● **What the exercise asks**
Give the records once more, exactly as they stand.

● **Extracted records**

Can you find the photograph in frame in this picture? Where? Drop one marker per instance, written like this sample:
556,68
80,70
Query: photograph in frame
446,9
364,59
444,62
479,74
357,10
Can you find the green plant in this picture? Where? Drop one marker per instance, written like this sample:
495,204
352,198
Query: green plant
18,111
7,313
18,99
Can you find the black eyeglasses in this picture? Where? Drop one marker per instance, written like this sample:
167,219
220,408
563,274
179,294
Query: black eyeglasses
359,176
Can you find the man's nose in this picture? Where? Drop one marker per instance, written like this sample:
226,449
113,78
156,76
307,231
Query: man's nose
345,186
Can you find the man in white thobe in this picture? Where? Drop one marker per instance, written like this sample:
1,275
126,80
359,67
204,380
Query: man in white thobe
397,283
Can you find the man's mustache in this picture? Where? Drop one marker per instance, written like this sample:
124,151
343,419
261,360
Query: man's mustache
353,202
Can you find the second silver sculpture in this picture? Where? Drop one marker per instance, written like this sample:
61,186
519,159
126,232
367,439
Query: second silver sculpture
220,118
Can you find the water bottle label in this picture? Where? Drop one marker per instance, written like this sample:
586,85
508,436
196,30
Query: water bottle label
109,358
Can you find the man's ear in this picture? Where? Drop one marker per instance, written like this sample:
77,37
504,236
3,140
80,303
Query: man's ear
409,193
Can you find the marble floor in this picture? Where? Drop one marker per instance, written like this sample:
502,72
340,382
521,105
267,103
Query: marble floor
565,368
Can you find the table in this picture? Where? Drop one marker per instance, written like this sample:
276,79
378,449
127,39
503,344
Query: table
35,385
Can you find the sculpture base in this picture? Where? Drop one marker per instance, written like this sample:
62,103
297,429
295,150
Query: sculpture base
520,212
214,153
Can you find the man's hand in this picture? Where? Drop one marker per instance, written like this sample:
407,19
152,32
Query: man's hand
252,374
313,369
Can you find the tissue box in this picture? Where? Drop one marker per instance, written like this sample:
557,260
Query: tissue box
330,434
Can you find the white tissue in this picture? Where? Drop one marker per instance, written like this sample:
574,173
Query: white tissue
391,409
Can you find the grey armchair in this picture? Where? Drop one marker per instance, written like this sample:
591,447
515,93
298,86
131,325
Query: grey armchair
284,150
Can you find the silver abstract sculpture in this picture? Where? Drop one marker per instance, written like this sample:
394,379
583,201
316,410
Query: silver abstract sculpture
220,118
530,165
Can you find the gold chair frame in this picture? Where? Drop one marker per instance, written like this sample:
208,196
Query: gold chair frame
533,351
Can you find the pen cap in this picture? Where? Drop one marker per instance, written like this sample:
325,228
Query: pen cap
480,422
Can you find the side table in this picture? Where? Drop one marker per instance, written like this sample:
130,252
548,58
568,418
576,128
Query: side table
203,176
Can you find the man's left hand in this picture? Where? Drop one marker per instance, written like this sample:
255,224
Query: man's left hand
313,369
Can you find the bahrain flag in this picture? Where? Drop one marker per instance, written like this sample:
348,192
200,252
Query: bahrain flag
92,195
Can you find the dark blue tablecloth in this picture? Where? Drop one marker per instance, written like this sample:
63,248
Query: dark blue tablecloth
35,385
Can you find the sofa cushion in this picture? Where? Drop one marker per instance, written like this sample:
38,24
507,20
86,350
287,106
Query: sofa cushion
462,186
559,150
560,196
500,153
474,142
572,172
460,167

● **Result of the task**
Can you find the photograph in frame in this picture? Where? Drop one marker per instance, written like this sample:
556,68
80,70
Query: photograph in frame
446,9
364,59
444,62
479,74
357,10
Can you find the green plant in this picture? Where? Drop one marker per instance, written like this sample:
495,204
352,198
Query: green plant
18,111
7,313
18,99
Can you find the black eyeglasses in this picture? Where? Drop one marker per instance, written like this sample:
167,219
220,408
563,274
179,294
Query: black eyeglasses
359,176
Can you find the man's nose in this picture? Where? Drop one marker per instance, written like this sample:
226,449
113,78
156,76
307,231
Query: man's nose
345,186
Can you find the man in white thobe in this picture? Where? Drop one marker per instance, written like this sample:
1,275
126,80
359,67
204,380
Query: man in white thobe
397,283
Can you find the man's mustache in this picture? Where? Drop one marker per instance, written like this sample:
124,151
343,419
261,360
Query: man's mustache
353,202
Can you find the second silver sculpture in this picture? Where? Drop one marker per instance, written like this sample:
61,186
519,159
126,232
367,439
Query: second silver sculpture
220,118
Can you find the water bottle label in this picture? Where? Drop one marker per instance, written like this sample:
586,85
508,436
196,30
Query: water bottle label
109,358
Can you find the man's ear in this picture? Where? Drop one marker per instance, written like this sample:
77,37
504,236
3,140
80,303
Query: man's ear
409,193
Can you find the marble floor in this picture? Where? Drop one marker per instance, written like this sample:
502,72
340,382
521,105
267,103
Query: marble floor
565,368
Can you find the table in this picture? Where? Drop one marker per instance, written like this sample:
276,79
378,449
127,39
503,344
Query: table
35,385
Can you find the sculpture base in this picture? Where? Drop one marker per instance, written like this sample:
62,103
297,429
295,150
Query: sculpture base
520,212
214,153
Can you find the man's hand in this picture? Where? Drop one marker per instance, written like this sample:
407,19
152,32
Query: man's hand
252,374
313,369
Can you find the tissue box in this picture? Where? Drop one marker per instance, written like this sample:
557,260
Query: tissue box
330,434
Can you find the white tissue in this picture? Where? Drop one marker per instance, written like this sample:
574,173
Query: white tissue
391,409
Can you find the grey armchair in this picture? Where? Drop one marker per instance, written like this sample:
591,447
515,93
298,86
131,325
Query: grey armchair
284,150
Can you find the silver abstract sculpture in this picture? Where? Drop one marker per instance, written like this sample:
394,379
583,201
316,410
Query: silver abstract sculpture
220,118
530,165
Can you find the gold chair frame in this picture? Where? Drop one marker per instance, written like this sample:
208,196
Query: gold chair frame
533,351
Can you find the pen cap in this picture? Where? Drop one marker per instance, written like this sample:
325,228
Query: pen cap
480,422
Can you find the side table in this picture? Where? Drop one marker per instance, written like this sample:
130,252
548,58
568,418
576,128
Query: side table
203,176
Can you find the man's left hand in this picture? Where? Drop one marker per instance, written like this sample:
255,224
Query: man's left hand
313,369
Can you find the bahrain flag in this picture? Where? Drop one marker per instance, written like this sample:
348,192
200,252
Query: bahrain flag
92,195
Can you find the dark blue tablecloth in this picture? Where? Drop one marker per instance, written like this sample:
63,248
Query: dark blue tablecloth
35,385
Can you find the sofa cushion in this picture? Where? Drop one marker per instance, written like this sample:
38,24
507,20
86,350
287,106
Query: sofa cushion
462,186
559,150
560,196
500,153
474,142
572,172
460,167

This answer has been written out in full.